_Written instruction_.
Convert the listing starting at the line containing "request: draw the outline of every instance of the tractor" and ending at the line containing "360 267 L 367" into a two-column CSV with the header columns request and answer, one row per request. Put each field in double quotes and replace line breaks with spaces.

(Dataset listing)
<<<<

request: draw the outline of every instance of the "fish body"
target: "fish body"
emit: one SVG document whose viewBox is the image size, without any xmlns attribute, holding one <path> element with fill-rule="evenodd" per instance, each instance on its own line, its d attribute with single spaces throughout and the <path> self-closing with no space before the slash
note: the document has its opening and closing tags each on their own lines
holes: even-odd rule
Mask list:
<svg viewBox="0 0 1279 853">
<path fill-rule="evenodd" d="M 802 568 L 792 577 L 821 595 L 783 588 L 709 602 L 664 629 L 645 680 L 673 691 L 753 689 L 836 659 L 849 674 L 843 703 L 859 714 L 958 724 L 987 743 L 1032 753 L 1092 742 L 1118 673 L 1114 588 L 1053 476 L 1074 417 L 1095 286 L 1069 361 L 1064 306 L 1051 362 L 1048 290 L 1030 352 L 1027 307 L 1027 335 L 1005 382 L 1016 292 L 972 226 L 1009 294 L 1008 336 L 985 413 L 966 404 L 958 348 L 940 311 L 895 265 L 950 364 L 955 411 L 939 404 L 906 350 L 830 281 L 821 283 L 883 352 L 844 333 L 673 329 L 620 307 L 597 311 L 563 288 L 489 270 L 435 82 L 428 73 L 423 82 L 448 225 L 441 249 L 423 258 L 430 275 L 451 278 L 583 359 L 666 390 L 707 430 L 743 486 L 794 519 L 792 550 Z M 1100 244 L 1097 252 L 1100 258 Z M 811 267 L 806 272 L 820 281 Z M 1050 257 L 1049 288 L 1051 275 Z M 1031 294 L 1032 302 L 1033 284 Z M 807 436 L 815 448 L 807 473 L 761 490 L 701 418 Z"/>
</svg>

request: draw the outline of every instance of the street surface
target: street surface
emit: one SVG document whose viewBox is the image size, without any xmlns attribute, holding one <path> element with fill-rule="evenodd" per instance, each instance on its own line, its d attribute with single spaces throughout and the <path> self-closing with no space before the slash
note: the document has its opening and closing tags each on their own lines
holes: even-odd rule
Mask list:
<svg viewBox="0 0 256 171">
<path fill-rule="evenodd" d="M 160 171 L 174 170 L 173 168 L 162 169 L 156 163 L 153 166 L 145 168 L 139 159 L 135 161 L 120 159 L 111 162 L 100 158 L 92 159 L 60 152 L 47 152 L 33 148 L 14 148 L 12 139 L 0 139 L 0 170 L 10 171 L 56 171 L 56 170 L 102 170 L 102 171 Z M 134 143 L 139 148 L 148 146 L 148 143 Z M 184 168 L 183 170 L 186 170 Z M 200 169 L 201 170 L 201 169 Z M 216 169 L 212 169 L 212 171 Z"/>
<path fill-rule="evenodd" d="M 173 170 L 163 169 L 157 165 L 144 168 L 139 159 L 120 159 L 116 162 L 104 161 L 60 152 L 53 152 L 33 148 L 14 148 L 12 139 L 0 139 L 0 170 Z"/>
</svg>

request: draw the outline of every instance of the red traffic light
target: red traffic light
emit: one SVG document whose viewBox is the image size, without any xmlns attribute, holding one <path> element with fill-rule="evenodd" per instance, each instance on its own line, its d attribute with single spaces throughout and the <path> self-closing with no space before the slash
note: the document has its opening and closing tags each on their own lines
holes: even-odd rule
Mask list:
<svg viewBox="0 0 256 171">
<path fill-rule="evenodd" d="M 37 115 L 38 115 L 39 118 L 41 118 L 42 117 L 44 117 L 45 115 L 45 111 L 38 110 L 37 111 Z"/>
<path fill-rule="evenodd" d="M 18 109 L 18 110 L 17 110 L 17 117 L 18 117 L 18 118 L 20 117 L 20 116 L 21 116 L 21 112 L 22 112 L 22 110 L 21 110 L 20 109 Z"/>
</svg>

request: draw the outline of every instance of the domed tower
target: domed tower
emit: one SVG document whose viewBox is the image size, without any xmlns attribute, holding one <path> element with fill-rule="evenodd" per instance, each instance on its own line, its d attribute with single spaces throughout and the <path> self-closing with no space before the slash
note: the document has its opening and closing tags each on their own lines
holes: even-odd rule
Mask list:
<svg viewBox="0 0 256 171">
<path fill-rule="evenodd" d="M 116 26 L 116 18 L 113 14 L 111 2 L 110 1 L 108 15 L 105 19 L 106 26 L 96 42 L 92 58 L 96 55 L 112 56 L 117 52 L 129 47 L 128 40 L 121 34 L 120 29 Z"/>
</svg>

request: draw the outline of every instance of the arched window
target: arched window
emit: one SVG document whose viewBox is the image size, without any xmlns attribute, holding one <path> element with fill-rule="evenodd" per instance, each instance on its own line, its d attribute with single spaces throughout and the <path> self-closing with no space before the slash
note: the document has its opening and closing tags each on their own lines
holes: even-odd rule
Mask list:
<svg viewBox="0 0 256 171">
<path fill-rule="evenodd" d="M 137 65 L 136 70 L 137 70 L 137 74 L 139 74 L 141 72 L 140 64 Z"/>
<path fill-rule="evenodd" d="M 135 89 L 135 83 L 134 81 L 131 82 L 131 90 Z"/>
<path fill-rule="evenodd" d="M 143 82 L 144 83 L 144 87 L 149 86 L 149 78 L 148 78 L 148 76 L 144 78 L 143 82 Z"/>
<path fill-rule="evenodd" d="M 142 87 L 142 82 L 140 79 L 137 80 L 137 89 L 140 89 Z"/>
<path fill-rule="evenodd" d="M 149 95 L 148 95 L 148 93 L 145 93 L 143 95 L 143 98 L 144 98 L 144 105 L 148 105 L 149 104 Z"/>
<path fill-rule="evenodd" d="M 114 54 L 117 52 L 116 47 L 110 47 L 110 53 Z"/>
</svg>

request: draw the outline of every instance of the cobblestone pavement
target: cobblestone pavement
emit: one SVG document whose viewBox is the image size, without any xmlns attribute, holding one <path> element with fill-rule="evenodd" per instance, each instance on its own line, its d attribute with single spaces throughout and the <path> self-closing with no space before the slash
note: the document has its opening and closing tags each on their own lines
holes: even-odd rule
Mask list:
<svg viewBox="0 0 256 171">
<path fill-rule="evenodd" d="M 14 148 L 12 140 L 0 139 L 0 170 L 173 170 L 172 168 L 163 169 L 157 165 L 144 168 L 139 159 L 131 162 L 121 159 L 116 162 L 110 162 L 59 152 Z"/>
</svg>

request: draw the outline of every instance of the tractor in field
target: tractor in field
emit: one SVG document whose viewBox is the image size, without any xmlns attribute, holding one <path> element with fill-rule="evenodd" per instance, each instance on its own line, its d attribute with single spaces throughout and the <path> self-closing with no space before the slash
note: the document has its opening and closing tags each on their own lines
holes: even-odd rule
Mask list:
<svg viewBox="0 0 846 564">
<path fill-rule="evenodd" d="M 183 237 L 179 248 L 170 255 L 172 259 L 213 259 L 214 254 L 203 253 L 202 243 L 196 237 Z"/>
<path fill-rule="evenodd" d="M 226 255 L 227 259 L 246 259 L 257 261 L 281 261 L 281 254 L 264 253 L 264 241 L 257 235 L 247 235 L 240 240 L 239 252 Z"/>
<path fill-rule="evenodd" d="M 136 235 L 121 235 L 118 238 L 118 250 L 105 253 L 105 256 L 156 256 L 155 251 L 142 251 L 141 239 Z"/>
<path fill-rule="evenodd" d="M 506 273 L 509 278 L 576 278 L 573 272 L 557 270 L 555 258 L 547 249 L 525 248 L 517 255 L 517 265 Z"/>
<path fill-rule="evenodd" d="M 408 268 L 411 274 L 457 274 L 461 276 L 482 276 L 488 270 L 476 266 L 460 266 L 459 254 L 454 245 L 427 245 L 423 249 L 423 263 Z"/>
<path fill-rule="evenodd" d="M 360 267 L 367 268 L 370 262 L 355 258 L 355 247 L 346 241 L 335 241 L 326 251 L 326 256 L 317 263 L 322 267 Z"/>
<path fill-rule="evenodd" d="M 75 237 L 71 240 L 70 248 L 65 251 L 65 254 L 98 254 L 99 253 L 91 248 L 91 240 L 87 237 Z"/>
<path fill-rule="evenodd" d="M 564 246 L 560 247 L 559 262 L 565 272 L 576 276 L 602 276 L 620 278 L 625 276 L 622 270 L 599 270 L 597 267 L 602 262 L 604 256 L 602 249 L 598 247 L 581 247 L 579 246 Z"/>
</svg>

>>>>

_Result of the exercise_.
request,answer
"request: draw the outline of every instance of the tractor in field target: tractor in field emit: one SVG document whose viewBox is the image size, without any xmlns attribute, holding one <path> element with fill-rule=""evenodd"" per instance, each instance on its own line, its d attribute with single spaces throughout and the <path> self-closing with no space before the slash note: the document has its opening and closing tags each on their own lines holes: even-odd rule Mask list:","<svg viewBox=""0 0 846 564""> <path fill-rule=""evenodd"" d=""M 183 237 L 179 248 L 170 255 L 172 259 L 213 259 L 214 254 L 203 253 L 202 243 L 196 237 Z""/> <path fill-rule=""evenodd"" d=""M 226 255 L 227 259 L 246 259 L 257 261 L 281 261 L 281 254 L 264 253 L 264 241 L 257 235 L 247 235 L 240 240 L 239 252 Z""/> <path fill-rule=""evenodd"" d=""M 136 235 L 121 235 L 118 238 L 118 250 L 105 253 L 105 256 L 156 256 L 155 251 L 142 251 L 141 239 Z""/> <path fill-rule=""evenodd"" d=""M 506 273 L 509 278 L 576 278 L 573 272 L 557 270 L 555 258 L 547 249 L 525 248 L 517 255 L 517 265 Z""/> <path fill-rule=""evenodd"" d=""M 408 268 L 411 274 L 457 274 L 461 276 L 482 276 L 488 270 L 476 266 L 460 266 L 459 254 L 454 245 L 427 245 L 423 249 L 423 263 Z""/> <path fill-rule=""evenodd"" d=""M 360 267 L 367 268 L 370 262 L 355 258 L 355 247 L 346 241 L 335 241 L 326 251 L 326 256 L 317 263 L 322 267 Z""/>"